Dataset items:
---
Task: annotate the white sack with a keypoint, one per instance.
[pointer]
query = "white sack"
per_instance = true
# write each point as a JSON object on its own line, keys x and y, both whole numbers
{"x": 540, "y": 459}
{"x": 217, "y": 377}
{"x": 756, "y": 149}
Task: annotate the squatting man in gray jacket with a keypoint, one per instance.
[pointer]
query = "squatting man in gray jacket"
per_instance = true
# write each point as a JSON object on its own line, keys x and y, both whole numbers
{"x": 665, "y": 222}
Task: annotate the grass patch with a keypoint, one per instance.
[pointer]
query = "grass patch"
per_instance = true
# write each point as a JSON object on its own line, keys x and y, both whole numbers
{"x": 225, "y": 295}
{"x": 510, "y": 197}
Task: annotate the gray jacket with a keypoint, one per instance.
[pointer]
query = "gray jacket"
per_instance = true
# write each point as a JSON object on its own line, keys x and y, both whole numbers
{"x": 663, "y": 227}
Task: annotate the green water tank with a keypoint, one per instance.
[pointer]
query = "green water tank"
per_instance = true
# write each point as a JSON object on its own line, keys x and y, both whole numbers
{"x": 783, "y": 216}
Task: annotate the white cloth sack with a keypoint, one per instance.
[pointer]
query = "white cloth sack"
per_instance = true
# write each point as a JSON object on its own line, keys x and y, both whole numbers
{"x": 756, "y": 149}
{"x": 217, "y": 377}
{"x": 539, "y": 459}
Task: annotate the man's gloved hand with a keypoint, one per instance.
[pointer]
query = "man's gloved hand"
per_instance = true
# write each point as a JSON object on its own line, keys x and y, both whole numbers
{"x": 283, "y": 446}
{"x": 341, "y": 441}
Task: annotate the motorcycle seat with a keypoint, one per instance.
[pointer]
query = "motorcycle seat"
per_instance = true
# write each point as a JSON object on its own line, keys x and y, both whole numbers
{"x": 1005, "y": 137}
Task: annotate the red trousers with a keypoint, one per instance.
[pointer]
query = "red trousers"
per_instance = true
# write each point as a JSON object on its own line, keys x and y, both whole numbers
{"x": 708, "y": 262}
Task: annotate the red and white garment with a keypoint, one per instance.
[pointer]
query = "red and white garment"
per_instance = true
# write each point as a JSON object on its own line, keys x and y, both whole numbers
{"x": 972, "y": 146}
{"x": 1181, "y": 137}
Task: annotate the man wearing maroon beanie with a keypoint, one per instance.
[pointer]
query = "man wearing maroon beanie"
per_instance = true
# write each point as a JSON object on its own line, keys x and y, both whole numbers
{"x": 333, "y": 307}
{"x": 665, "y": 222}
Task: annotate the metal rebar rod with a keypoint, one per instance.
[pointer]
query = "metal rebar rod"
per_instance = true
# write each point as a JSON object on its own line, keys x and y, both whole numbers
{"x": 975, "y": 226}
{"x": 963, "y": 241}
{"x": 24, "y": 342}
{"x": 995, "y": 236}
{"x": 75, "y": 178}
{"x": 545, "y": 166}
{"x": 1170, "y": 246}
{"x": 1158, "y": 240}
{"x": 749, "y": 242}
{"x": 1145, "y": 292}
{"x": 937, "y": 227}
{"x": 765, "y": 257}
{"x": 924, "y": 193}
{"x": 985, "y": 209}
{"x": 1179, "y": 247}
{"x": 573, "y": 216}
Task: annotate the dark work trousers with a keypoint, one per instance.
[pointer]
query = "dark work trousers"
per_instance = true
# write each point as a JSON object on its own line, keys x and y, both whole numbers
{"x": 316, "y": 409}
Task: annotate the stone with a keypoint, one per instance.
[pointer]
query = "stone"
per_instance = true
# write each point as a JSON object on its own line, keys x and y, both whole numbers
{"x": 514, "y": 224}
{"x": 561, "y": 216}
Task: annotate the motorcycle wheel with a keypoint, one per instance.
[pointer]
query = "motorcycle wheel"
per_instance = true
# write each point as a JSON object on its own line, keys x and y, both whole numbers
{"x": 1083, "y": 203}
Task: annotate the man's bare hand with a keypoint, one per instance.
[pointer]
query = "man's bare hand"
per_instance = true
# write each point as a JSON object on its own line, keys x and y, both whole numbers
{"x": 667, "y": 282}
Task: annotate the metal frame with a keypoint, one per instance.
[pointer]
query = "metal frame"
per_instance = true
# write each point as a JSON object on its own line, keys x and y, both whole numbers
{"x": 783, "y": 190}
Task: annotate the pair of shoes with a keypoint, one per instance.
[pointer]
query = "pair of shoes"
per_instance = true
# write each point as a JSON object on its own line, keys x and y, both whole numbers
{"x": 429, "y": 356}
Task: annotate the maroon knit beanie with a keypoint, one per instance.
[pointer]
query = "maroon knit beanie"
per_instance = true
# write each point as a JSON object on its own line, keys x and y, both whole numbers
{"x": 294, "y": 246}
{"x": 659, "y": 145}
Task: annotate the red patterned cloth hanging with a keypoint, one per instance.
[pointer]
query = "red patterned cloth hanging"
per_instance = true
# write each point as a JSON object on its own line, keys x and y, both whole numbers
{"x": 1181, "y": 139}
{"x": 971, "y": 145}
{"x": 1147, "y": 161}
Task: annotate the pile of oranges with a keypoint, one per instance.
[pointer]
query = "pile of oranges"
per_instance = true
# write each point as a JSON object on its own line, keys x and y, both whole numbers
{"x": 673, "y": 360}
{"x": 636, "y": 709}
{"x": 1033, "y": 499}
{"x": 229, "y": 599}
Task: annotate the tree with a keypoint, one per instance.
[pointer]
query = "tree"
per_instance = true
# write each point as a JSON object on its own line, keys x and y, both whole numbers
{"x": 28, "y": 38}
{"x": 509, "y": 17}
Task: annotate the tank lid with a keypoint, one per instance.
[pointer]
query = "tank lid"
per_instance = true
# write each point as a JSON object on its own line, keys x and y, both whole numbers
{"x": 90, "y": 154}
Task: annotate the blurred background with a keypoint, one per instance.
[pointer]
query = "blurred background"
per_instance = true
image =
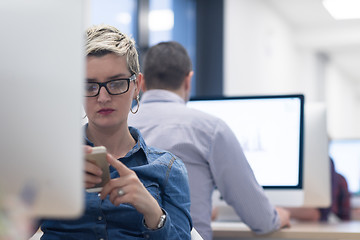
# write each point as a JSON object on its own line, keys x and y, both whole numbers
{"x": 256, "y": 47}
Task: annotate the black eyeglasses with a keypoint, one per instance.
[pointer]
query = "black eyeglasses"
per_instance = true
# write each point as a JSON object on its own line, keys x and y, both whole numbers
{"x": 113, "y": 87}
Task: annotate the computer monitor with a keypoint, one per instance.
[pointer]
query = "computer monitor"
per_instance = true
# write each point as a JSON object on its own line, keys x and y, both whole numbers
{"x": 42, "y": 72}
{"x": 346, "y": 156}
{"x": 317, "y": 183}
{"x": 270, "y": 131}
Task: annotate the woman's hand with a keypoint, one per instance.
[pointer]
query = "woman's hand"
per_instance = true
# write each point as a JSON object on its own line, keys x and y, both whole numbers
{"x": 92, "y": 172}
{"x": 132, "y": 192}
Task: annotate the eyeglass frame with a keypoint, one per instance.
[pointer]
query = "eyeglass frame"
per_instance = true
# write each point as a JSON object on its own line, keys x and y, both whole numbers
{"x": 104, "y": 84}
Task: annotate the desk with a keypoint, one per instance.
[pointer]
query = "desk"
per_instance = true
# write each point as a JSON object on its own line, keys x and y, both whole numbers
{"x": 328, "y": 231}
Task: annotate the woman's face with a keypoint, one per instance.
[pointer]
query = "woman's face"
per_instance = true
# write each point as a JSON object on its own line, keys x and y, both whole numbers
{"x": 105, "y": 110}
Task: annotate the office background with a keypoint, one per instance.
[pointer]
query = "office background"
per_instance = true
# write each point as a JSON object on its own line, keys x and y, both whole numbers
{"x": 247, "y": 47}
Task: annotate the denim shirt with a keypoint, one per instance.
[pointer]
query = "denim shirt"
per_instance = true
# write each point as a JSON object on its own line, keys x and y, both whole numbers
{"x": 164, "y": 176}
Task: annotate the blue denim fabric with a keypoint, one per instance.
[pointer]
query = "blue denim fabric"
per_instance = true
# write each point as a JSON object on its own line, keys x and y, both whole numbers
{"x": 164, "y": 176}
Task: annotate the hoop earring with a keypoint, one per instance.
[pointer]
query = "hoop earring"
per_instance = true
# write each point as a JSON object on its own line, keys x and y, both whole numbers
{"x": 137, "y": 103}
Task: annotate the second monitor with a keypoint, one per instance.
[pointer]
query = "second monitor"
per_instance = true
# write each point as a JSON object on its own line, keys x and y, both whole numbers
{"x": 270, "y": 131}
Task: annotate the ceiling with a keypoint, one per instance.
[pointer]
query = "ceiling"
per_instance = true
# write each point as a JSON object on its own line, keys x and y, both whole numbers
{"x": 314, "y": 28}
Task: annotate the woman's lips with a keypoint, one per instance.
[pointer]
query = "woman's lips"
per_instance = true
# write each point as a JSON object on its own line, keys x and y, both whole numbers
---
*What to do*.
Once you find the line containing "Task: annotate the red and", stop: reproduce exactly that line and every line of the data before it, and nothing else.

*Exercise result*.
Task: annotate the white sack with a keypoint, one per instance.
[pointer]
query = "white sack"
per_instance = true
# write each point as a JSON object on its own line, keys x and y, both whole numbers
{"x": 540, "y": 459}
{"x": 217, "y": 377}
{"x": 756, "y": 149}
Task: annotate the squatting man in gray jacket with a keypoint, one per instance.
[pointer]
query = "squatting man in gray jacket"
per_instance = true
# write each point as a JSON object on its own line, keys x and y, both whole numbers
{"x": 665, "y": 222}
Task: annotate the grass patch with a keypoint, one per instance.
[pointer]
query = "grass patch"
per_instance = true
# write each point as a JSON object on its own line, keys x and y, both whole numbers
{"x": 225, "y": 295}
{"x": 510, "y": 197}
Task: annotate the gray jacket with a keypoint, one per instance.
[pointer]
query = "gray jacket"
per_instance = true
# write each point as a JSON object on its own line, keys x and y, both whole numbers
{"x": 663, "y": 227}
Task: annotate the green water tank with a keypoint, one per instance.
[pointer]
query = "green water tank"
per_instance = true
# write each point as a JSON object on its own line, keys x and y, both whole numbers
{"x": 783, "y": 216}
Task: annotate the white cloth sack with a keypoint, one per instance.
[pointer]
query = "white cloth sack"
per_instance = true
# write each point as a JSON object on its own line, keys x and y, both whole numbers
{"x": 756, "y": 149}
{"x": 217, "y": 377}
{"x": 539, "y": 459}
Task: annotate the man's gloved hand with a keypoint, one per instance.
[pointer]
query = "man's gloved hand"
per_instance = true
# write each point as a JSON object on its own line, keys x and y, both whole numbers
{"x": 283, "y": 446}
{"x": 341, "y": 441}
Task: annotate the motorcycle seat with a keypoint, one per instance.
[pointer]
query = "motorcycle seat"
per_instance = true
# write each point as a JSON object on its own line, keys x and y, both whole numbers
{"x": 1005, "y": 137}
Task: annotate the red trousers with a keypoint, one per instance.
[pointer]
query = "red trousers"
per_instance = true
# write each point as a JSON object on its own line, keys x and y, both whole numbers
{"x": 708, "y": 262}
Task: annotate the red and white garment with a keypoint, one per instance.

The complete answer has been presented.